== Raw data
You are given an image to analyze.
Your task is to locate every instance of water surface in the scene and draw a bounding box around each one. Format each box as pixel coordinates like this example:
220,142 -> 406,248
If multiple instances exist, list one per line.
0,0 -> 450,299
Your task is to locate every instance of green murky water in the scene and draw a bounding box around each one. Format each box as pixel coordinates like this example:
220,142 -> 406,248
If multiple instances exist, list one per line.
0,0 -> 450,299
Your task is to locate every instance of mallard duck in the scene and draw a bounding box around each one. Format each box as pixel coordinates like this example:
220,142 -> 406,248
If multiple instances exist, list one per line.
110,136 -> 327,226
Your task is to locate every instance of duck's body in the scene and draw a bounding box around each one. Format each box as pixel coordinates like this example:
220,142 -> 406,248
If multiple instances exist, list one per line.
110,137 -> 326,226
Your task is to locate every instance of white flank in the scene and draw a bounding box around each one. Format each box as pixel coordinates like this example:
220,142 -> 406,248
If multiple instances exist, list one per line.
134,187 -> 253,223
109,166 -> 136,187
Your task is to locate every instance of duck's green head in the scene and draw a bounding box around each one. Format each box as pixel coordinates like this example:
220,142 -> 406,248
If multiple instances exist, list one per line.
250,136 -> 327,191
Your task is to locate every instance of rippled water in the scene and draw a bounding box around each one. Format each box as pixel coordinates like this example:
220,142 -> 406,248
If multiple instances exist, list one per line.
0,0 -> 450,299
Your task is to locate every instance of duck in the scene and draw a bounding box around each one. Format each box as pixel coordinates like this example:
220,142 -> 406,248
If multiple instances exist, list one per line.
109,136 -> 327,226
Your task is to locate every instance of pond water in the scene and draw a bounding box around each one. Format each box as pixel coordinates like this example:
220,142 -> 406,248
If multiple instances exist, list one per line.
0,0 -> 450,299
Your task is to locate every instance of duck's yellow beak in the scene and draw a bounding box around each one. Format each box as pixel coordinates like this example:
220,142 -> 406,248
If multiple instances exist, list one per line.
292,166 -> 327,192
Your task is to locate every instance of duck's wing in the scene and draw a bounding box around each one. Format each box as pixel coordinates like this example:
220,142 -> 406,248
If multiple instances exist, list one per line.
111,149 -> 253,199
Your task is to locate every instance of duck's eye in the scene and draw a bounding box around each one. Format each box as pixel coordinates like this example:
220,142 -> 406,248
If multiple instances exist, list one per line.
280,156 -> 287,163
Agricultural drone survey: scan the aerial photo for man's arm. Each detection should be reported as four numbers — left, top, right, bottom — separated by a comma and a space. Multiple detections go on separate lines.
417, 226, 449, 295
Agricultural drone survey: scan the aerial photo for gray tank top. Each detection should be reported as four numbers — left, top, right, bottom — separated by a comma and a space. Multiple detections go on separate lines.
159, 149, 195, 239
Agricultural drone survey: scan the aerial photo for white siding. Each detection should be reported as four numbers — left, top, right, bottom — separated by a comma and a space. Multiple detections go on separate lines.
====
**Exercise directions:** Extract every line of the items above that contains the word "white", matching its case exactly.

**Exercise response:**
Your task is to locate every instance of white flank in the scene and draw a bounding box around each one. Format each box as pixel coordinates like this example:
Agricultural drone survey: scan the aerial photo for white siding. Each detection should be reported as four numbers — left, top, right, bottom — separated by a comma and a space. Multiple detections go on separate lines.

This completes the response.